**Written exercise:** Transcribe every entry below word for word, but skip the pictures.

**Provided records:**
* * * * * * * * *

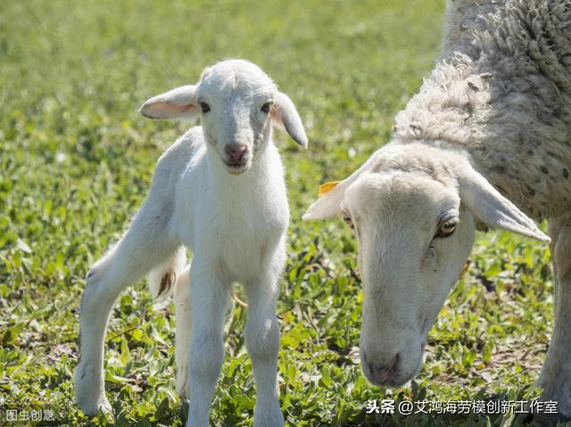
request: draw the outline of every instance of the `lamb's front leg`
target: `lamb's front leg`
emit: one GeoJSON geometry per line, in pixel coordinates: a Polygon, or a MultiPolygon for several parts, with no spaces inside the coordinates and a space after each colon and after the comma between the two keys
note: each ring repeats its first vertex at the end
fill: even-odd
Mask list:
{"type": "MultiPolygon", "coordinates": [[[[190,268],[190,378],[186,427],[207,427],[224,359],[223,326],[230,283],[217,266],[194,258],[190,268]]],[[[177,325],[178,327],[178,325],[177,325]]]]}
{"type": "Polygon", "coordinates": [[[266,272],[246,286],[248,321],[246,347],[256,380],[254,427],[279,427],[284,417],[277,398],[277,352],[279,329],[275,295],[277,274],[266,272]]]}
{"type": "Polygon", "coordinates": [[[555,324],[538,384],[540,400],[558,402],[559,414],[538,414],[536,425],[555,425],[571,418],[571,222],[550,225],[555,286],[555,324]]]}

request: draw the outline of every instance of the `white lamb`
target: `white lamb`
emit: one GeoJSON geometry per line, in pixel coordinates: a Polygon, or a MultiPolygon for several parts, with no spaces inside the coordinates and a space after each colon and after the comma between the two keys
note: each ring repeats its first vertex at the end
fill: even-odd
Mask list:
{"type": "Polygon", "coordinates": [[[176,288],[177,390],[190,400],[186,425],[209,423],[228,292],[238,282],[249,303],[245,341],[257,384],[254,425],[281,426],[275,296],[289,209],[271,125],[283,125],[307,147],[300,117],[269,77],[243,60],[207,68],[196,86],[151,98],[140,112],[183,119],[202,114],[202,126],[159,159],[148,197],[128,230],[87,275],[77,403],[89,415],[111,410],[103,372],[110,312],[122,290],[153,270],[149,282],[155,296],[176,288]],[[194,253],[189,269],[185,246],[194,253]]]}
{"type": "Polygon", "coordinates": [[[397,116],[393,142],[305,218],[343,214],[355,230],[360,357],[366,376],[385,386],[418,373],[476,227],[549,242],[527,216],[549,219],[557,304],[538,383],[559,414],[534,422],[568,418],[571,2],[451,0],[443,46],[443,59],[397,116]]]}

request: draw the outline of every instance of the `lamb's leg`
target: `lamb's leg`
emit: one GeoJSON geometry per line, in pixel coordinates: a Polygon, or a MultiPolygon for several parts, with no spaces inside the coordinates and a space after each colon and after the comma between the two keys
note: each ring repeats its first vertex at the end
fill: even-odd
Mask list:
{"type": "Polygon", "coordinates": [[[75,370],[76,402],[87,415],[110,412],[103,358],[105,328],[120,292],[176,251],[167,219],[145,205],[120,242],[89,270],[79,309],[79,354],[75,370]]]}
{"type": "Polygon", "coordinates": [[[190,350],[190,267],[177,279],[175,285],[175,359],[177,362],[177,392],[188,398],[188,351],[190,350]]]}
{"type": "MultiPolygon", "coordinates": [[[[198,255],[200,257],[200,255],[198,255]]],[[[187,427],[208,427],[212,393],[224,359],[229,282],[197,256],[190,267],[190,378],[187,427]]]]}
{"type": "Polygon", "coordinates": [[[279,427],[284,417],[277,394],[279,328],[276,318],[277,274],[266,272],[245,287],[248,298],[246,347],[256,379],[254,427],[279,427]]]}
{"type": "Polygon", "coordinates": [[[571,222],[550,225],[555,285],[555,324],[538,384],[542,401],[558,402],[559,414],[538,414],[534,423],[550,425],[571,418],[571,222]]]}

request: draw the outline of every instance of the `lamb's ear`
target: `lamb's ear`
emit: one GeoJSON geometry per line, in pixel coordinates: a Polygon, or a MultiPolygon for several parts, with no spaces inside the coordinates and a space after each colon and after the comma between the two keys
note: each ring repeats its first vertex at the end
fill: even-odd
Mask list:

* * * * * * * * *

**Response to this exercise:**
request: draw the outline of every instance of the `lamb's front leg`
target: `lamb's front leg`
emit: one GeoJSON geometry per line, in pixel coordinates: a Polygon, or a MultiPolygon for several parts, with no spaces inside the coordinates and a space after each colon and after the comma between the two keys
note: each ring repeats its first vertex at the end
fill: even-odd
Mask list:
{"type": "MultiPolygon", "coordinates": [[[[190,268],[190,378],[186,427],[207,427],[224,359],[223,326],[230,283],[217,266],[194,258],[190,268]]],[[[177,325],[178,327],[178,325],[177,325]]]]}
{"type": "Polygon", "coordinates": [[[266,272],[246,286],[248,321],[246,347],[256,380],[254,427],[279,427],[284,417],[277,398],[277,352],[279,329],[275,295],[277,274],[266,272]]]}
{"type": "Polygon", "coordinates": [[[555,324],[538,384],[540,400],[558,402],[559,414],[538,414],[536,425],[555,425],[571,418],[571,222],[550,225],[555,286],[555,324]]]}

request: draw the outline of every instance of the `white lamb`
target: `white lamb`
emit: one GeoJSON geometry per line, in pixel coordinates: a Polygon, or a MultiPolygon for several parts, with no spaces inside the coordinates and a space after each colon and after the comma between the two keys
note: each ring repeats its first vertex at the end
fill: even-odd
Mask list:
{"type": "Polygon", "coordinates": [[[176,288],[177,390],[190,400],[186,425],[209,423],[228,292],[238,282],[249,303],[245,341],[257,384],[254,425],[281,426],[275,296],[289,209],[271,125],[283,125],[307,147],[300,117],[269,77],[243,60],[207,68],[196,86],[151,98],[140,112],[183,119],[202,114],[202,126],[159,159],[148,197],[128,230],[87,275],[77,403],[89,415],[111,410],[103,372],[110,312],[122,290],[153,270],[149,282],[155,296],[176,288]],[[194,253],[189,269],[185,246],[194,253]]]}
{"type": "Polygon", "coordinates": [[[397,116],[393,142],[305,218],[343,214],[355,230],[360,357],[366,376],[385,386],[418,373],[476,227],[549,242],[527,216],[549,219],[557,304],[538,383],[559,414],[534,422],[568,418],[571,2],[451,0],[443,46],[443,59],[397,116]]]}

request: draw the outline of every instance of the `lamb's leg`
target: `lamb's leg`
emit: one GeoJSON geometry per line, in pixel coordinates: a Polygon, or a MultiPolygon for several parts, with no spaces inside the coordinates and a space after each colon and after the comma between the two keys
note: each ring repeats its first vertex at the end
fill: even-odd
Mask list:
{"type": "Polygon", "coordinates": [[[75,370],[76,402],[87,415],[110,412],[103,358],[105,328],[120,292],[176,251],[167,219],[145,205],[120,242],[89,270],[79,309],[79,354],[75,370]]]}
{"type": "Polygon", "coordinates": [[[190,350],[190,267],[177,279],[175,285],[175,359],[177,362],[177,392],[188,398],[188,351],[190,350]]]}
{"type": "MultiPolygon", "coordinates": [[[[198,255],[200,257],[200,255],[198,255]]],[[[187,427],[208,427],[212,393],[224,359],[229,282],[197,256],[190,267],[190,378],[187,427]]]]}
{"type": "Polygon", "coordinates": [[[279,427],[284,417],[277,394],[279,328],[276,318],[277,274],[266,272],[245,287],[248,298],[246,347],[256,379],[254,427],[279,427]]]}
{"type": "Polygon", "coordinates": [[[571,222],[550,225],[555,285],[555,324],[538,384],[542,401],[558,402],[559,414],[538,414],[534,423],[550,425],[571,418],[571,222]]]}

request: draw the outline of every instance of the `lamb's ear`
target: `lamb's ear`
emit: one GeoJSON geometry per line, in pixel coordinates: a Polygon, or a MultiPolygon for several parts, with no spaces inside the coordinates and a space after each colon and after the comma between the two keys
note: each ring repeats its first vertex at the end
fill: even-odd
Mask list:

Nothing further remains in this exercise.